_WORK INSTRUCTIONS_: Print, please, the line that contains "target: <item>man's eye</item>" and each line after it to the end of the entries, unchanged and with nothing else.

[Named region outline records]
★ ★ ★

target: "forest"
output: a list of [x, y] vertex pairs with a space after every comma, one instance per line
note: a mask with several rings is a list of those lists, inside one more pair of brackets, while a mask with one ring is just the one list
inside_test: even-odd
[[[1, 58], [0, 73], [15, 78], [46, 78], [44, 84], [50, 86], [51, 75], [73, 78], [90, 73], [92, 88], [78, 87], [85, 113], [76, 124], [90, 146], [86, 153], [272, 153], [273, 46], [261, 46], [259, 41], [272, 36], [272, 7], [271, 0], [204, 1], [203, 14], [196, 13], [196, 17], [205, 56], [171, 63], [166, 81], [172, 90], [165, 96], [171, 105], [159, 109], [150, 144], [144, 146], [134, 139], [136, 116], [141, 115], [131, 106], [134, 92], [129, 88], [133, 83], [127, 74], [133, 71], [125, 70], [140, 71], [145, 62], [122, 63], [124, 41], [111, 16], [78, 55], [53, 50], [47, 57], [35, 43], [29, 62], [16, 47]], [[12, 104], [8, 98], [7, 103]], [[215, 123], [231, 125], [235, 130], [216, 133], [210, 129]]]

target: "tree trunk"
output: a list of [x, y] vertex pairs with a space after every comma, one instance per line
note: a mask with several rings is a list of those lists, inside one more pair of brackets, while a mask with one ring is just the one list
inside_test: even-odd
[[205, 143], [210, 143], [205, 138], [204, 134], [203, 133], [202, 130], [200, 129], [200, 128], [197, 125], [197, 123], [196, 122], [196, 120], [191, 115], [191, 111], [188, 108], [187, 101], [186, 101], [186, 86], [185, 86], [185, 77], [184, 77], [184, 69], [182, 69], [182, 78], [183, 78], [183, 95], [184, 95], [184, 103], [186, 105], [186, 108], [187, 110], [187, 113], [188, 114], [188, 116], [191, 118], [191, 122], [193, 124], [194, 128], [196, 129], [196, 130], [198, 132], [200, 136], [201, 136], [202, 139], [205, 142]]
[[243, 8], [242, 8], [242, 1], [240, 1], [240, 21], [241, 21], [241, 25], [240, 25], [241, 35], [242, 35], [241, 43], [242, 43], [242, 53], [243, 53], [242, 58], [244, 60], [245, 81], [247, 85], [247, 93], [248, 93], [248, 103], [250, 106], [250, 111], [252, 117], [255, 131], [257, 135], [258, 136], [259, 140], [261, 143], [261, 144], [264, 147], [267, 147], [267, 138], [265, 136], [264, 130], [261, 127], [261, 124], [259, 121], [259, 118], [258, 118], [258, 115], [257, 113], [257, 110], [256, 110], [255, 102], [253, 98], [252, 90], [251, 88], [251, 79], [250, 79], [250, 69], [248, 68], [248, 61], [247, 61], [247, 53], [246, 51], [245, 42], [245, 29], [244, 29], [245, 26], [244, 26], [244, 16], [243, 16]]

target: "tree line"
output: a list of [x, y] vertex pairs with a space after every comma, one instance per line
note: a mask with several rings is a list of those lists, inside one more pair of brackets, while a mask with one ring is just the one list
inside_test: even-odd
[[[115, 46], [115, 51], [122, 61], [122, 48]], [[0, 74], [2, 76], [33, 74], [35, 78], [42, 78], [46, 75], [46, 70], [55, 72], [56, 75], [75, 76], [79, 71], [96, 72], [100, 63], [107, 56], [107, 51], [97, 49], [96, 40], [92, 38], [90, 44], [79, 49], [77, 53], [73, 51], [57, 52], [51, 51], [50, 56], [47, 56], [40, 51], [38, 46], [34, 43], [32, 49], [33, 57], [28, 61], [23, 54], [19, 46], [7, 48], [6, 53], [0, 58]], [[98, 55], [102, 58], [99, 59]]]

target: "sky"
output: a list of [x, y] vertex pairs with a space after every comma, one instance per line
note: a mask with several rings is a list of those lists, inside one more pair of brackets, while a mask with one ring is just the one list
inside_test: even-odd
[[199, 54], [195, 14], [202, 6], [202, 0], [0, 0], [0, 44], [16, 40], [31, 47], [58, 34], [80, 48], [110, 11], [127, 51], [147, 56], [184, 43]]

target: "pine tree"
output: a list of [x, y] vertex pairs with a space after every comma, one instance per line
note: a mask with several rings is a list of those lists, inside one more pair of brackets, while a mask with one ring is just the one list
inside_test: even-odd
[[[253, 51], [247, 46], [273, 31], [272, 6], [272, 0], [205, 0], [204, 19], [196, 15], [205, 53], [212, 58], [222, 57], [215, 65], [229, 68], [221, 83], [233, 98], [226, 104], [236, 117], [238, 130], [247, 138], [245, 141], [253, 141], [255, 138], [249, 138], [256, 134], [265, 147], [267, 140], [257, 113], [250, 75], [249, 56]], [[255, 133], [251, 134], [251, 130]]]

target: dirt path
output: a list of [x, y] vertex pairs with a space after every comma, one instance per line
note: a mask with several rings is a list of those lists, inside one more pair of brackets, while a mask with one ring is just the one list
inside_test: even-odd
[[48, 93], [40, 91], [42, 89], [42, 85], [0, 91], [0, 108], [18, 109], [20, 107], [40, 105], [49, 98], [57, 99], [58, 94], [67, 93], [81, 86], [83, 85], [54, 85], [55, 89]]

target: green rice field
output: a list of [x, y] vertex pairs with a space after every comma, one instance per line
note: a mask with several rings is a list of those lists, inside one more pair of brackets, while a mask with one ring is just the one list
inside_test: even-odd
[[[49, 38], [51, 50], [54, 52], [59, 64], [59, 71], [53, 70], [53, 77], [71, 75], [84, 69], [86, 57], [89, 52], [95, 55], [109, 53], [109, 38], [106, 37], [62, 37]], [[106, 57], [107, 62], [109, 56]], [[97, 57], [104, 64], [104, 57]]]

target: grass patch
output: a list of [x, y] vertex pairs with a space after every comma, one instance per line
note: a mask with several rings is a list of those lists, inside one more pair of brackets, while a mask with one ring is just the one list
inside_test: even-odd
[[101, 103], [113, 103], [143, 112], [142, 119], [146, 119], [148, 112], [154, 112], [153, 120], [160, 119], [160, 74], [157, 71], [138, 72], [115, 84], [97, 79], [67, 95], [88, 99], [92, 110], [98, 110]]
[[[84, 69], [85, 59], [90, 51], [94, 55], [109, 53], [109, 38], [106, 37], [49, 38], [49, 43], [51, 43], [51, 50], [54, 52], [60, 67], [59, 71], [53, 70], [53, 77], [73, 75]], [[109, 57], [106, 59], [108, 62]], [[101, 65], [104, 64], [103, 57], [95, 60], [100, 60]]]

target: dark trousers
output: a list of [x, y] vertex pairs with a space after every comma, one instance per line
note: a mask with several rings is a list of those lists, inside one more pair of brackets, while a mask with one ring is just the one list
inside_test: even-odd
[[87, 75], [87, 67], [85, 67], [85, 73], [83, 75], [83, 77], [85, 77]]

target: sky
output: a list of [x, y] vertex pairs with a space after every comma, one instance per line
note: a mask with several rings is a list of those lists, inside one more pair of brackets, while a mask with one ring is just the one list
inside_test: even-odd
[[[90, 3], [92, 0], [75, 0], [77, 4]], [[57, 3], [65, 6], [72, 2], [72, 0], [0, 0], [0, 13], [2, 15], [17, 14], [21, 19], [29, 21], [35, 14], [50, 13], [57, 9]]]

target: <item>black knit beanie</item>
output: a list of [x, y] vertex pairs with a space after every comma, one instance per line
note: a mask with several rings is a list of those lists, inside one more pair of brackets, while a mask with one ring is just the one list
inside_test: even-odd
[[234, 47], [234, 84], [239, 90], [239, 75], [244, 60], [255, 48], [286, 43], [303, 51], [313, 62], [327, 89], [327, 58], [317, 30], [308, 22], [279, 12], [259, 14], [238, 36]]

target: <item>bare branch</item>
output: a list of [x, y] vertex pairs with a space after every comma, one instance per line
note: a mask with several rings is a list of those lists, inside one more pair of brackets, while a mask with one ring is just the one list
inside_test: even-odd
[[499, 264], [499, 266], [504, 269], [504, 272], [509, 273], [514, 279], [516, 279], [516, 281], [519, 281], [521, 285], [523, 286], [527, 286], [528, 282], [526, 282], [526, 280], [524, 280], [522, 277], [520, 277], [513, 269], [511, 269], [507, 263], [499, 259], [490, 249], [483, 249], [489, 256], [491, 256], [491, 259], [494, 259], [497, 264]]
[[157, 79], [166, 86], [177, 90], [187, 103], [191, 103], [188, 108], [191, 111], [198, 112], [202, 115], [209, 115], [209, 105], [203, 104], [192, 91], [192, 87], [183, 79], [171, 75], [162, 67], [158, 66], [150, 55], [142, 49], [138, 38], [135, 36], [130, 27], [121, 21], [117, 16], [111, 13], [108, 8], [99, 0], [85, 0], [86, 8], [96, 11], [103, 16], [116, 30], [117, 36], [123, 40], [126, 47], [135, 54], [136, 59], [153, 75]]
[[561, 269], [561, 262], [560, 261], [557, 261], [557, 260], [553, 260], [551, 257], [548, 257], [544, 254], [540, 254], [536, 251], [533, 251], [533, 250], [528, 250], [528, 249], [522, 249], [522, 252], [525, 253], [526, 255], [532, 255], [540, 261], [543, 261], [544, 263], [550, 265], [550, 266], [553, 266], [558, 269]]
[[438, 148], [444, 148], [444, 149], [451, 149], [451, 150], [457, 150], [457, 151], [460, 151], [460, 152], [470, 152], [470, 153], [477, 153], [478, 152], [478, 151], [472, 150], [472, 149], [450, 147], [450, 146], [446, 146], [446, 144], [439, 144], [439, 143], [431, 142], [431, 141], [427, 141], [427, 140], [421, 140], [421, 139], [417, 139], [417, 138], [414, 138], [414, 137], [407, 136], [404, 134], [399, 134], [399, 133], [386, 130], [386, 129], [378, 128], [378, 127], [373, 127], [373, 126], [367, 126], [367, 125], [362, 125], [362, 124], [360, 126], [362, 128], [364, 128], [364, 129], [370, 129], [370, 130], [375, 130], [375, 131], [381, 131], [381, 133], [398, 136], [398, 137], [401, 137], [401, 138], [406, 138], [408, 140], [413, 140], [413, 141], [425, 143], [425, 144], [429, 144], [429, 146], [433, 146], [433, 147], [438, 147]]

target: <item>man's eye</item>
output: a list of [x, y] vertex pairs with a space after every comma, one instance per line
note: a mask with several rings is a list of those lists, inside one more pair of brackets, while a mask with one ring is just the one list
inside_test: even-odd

★ ★ ★

_ANSWER TO THIS PROBLEM_:
target: <item>man's eye</item>
output: a list of [x, y] vertex pairs with a space after every comma, one instance per line
note: a mask with several rings is a list of those lists, inside one more pair of brackets, while a mask with one ring is just the one list
inside_test: even-odd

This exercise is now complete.